Data for processing »
—————

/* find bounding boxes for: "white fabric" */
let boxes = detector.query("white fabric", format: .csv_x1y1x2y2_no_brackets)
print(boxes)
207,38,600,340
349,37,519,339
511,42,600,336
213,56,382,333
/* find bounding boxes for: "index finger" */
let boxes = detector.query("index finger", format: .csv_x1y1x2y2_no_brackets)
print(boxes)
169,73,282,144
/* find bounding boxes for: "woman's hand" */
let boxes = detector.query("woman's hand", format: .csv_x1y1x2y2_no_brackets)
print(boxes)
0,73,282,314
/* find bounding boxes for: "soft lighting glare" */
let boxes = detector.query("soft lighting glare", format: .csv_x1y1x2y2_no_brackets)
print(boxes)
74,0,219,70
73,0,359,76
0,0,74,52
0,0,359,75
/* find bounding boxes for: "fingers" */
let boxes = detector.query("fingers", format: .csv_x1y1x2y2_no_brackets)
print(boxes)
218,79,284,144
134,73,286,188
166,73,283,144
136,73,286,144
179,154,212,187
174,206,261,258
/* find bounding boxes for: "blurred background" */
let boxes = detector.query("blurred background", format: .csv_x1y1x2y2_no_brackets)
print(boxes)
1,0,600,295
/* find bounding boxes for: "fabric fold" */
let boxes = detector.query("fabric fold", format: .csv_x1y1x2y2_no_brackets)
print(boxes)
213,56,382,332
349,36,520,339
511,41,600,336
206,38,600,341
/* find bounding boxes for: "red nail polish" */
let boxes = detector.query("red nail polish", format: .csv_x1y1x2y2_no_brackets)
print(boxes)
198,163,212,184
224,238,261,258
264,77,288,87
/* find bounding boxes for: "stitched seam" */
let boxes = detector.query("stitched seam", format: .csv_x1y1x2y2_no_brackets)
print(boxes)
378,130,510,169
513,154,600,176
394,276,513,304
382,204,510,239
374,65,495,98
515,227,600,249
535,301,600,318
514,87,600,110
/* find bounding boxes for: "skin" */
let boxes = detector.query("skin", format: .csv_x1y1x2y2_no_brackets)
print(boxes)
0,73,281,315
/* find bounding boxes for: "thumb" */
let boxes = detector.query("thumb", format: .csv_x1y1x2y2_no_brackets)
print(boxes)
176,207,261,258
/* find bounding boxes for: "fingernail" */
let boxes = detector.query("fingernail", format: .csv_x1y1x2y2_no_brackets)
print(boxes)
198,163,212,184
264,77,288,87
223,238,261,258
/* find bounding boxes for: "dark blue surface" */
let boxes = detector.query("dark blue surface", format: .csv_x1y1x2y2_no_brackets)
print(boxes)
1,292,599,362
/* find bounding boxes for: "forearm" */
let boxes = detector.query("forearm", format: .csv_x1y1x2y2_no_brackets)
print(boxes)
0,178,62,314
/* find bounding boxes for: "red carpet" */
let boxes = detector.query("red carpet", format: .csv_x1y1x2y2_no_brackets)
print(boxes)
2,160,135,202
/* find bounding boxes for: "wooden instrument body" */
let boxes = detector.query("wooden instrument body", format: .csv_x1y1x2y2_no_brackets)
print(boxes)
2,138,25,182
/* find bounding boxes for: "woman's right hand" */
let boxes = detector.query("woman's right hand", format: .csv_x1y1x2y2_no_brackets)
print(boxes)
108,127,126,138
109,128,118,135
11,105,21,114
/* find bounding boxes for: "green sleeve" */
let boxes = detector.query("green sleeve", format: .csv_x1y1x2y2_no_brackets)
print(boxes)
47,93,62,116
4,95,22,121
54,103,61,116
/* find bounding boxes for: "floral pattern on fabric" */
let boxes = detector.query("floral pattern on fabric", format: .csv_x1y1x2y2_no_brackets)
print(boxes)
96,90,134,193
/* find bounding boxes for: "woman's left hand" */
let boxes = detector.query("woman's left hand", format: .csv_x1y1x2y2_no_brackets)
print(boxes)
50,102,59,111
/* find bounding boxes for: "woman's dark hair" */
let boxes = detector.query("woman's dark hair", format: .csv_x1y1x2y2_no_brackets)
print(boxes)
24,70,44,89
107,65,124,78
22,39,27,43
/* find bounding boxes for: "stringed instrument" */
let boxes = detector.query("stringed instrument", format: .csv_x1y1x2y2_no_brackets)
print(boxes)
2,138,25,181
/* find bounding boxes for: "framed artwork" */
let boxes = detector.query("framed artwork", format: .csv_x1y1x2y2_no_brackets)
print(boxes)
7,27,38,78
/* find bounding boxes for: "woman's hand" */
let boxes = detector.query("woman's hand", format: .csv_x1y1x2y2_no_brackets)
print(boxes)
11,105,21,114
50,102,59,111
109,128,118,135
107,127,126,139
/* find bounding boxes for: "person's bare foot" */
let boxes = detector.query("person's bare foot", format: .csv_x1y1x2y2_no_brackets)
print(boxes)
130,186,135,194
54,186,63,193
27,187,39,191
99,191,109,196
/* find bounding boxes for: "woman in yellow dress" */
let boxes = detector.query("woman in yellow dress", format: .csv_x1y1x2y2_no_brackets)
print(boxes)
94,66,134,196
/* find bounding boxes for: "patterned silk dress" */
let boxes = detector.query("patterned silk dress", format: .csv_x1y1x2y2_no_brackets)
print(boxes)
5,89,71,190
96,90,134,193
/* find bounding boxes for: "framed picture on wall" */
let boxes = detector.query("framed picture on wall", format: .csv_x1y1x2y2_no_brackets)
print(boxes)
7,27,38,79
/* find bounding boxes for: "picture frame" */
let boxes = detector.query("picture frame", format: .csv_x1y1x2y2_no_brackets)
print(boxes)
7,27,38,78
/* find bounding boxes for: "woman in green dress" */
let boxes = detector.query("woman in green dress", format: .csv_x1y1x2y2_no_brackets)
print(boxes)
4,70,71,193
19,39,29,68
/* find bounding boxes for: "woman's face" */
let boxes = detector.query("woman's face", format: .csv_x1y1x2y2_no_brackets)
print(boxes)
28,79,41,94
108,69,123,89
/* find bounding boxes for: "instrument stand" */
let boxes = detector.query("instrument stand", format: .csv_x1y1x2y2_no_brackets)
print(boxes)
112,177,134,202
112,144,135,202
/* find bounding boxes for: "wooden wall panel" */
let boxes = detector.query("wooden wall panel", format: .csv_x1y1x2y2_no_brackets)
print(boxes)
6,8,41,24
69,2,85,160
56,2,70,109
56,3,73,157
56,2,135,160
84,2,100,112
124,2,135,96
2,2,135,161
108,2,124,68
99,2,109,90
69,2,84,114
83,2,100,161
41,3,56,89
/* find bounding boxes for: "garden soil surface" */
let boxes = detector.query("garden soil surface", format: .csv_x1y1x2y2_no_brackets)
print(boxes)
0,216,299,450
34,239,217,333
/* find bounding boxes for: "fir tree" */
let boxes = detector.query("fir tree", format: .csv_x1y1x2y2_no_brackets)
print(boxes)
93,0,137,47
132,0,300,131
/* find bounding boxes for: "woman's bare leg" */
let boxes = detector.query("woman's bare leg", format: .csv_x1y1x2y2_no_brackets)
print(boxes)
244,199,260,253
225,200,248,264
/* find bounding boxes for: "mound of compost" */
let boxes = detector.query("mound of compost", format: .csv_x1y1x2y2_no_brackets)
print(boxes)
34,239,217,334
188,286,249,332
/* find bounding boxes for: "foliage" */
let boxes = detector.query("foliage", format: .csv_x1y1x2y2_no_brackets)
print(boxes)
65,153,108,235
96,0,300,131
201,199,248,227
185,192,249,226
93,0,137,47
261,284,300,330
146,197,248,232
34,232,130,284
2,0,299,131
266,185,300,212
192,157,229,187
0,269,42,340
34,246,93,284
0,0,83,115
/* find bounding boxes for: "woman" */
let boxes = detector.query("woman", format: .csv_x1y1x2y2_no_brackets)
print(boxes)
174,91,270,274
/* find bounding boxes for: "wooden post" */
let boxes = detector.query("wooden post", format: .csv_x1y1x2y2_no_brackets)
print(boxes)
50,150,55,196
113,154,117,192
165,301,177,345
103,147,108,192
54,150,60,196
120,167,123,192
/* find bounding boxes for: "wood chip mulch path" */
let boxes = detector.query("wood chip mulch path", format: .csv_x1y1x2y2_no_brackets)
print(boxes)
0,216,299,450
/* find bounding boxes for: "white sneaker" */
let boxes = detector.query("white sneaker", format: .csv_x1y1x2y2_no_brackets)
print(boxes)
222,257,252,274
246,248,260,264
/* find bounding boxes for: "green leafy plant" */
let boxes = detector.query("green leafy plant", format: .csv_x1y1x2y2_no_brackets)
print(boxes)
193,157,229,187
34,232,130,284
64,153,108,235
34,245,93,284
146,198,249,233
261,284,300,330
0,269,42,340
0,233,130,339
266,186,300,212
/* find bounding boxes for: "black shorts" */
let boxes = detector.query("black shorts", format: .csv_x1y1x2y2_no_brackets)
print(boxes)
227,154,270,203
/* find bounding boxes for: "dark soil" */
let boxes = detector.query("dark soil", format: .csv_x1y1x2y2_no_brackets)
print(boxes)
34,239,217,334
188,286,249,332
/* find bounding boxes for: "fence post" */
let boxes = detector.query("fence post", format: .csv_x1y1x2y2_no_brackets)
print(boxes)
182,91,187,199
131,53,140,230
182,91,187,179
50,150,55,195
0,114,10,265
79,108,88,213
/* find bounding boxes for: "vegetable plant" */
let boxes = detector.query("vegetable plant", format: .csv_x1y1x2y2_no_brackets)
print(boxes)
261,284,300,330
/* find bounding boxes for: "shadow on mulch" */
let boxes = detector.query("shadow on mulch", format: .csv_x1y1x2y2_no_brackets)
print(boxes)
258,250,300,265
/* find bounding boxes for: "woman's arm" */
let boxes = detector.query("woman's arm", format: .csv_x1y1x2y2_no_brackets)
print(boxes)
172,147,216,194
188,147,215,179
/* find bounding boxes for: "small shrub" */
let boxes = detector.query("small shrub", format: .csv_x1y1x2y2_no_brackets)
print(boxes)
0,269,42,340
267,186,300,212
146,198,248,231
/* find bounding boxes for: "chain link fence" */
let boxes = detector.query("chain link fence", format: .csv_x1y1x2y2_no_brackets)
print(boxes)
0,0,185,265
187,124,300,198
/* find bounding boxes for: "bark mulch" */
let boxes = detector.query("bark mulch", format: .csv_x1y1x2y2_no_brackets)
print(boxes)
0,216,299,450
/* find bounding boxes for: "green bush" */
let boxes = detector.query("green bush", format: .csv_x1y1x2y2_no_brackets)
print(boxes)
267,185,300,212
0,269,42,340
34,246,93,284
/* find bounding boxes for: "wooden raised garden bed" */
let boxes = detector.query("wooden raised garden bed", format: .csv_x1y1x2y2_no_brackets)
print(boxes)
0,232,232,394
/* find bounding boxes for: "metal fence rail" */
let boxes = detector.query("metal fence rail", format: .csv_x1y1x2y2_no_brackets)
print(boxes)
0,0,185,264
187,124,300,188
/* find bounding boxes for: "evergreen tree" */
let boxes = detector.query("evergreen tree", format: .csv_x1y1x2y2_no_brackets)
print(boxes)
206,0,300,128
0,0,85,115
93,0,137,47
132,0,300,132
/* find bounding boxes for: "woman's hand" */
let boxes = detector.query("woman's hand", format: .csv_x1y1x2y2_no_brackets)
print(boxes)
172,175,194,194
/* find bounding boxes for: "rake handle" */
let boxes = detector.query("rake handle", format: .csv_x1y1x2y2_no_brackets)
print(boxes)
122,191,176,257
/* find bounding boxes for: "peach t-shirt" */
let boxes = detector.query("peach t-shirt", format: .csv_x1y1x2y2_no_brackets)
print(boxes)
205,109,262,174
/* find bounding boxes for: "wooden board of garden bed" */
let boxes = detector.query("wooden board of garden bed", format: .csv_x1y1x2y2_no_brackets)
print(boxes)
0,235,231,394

—————

Aim of the exercise »
The string "shirt" shows up in some lines of the listing. Copy each such line.

Response box »
/* find bounding boxes for: "peach t-shirt" */
let boxes = detector.query("peach t-shirt", format: .csv_x1y1x2y2_no_brackets)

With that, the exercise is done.